● Exercise data
————————
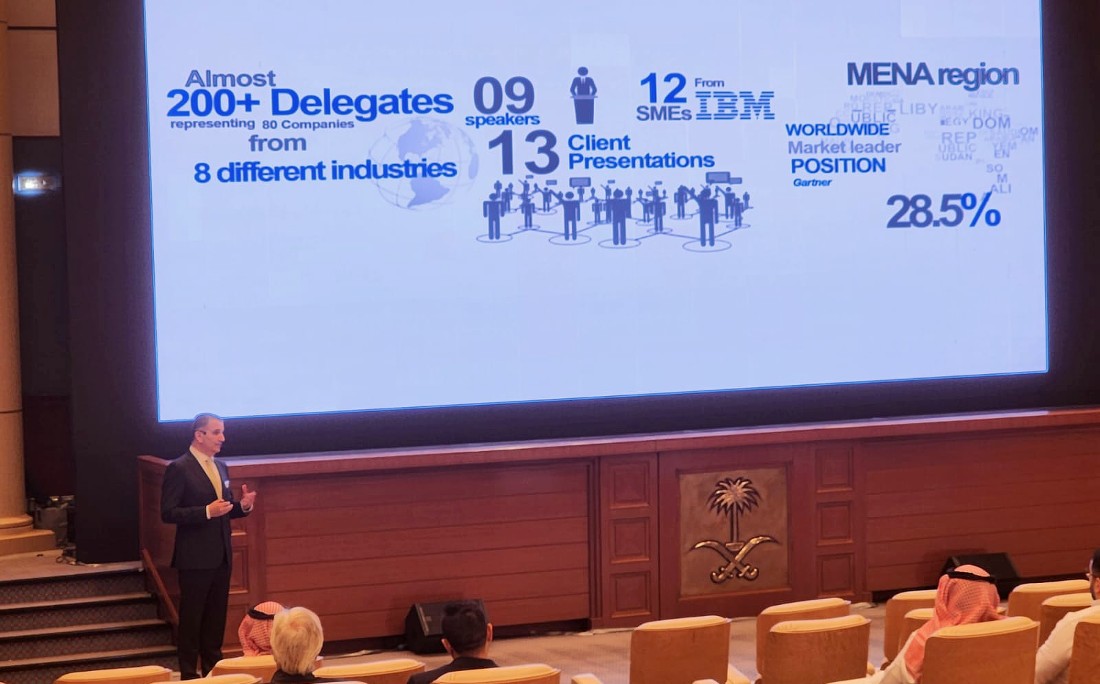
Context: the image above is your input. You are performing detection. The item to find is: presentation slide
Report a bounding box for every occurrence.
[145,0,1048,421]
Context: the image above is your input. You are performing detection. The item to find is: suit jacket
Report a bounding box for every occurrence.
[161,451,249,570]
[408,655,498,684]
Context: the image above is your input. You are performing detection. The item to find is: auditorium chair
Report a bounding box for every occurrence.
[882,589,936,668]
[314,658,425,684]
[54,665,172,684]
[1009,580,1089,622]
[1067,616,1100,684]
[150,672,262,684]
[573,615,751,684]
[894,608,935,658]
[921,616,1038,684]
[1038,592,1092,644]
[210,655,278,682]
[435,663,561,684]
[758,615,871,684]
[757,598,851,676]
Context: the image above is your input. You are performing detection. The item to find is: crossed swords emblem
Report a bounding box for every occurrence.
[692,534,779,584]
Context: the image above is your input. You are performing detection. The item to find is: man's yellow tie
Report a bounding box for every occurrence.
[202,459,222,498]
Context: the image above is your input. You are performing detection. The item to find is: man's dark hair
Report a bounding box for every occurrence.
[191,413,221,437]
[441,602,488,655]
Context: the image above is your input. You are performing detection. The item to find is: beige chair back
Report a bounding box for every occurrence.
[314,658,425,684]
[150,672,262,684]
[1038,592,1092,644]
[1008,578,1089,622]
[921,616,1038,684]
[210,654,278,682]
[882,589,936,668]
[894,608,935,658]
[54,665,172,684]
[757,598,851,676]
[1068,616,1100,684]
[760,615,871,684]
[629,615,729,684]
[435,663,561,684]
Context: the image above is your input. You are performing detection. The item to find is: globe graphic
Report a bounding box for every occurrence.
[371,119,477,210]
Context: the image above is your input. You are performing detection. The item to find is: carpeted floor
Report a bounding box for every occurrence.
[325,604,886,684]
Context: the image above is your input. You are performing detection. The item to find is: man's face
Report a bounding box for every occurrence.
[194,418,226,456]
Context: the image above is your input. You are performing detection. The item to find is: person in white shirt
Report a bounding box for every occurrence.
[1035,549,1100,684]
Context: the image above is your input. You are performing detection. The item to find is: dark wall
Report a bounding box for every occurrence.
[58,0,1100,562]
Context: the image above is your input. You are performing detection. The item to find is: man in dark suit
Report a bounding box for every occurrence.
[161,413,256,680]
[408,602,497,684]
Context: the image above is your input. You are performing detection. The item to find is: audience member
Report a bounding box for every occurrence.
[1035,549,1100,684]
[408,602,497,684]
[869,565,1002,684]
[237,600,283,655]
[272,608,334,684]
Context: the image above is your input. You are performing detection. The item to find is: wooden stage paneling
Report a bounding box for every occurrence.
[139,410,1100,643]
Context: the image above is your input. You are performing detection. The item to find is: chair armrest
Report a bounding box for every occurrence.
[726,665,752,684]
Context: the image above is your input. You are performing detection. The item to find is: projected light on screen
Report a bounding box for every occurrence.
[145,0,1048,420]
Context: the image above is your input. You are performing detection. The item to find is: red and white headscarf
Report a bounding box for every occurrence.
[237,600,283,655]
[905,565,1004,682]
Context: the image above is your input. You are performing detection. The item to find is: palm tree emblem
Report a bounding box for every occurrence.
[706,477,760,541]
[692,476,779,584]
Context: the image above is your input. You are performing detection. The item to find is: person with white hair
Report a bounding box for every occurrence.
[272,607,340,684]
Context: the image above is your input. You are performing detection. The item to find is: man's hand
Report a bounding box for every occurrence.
————————
● Task goal
Copy out word for word everything in the material from the line containing "man's yellow tie" down to the line containing "[441,602,488,655]", both of those lines included.

● Response to this exercise
Context: the image above is your input. You are performing detection. The item to find is: man's yellow tie
Report a bounding box for every occurrence.
[202,459,222,498]
Context: the image above is your input. You are performing detection. The item to find is: man's dark hair
Report a bounding box for every occurrence.
[191,413,221,437]
[441,602,488,655]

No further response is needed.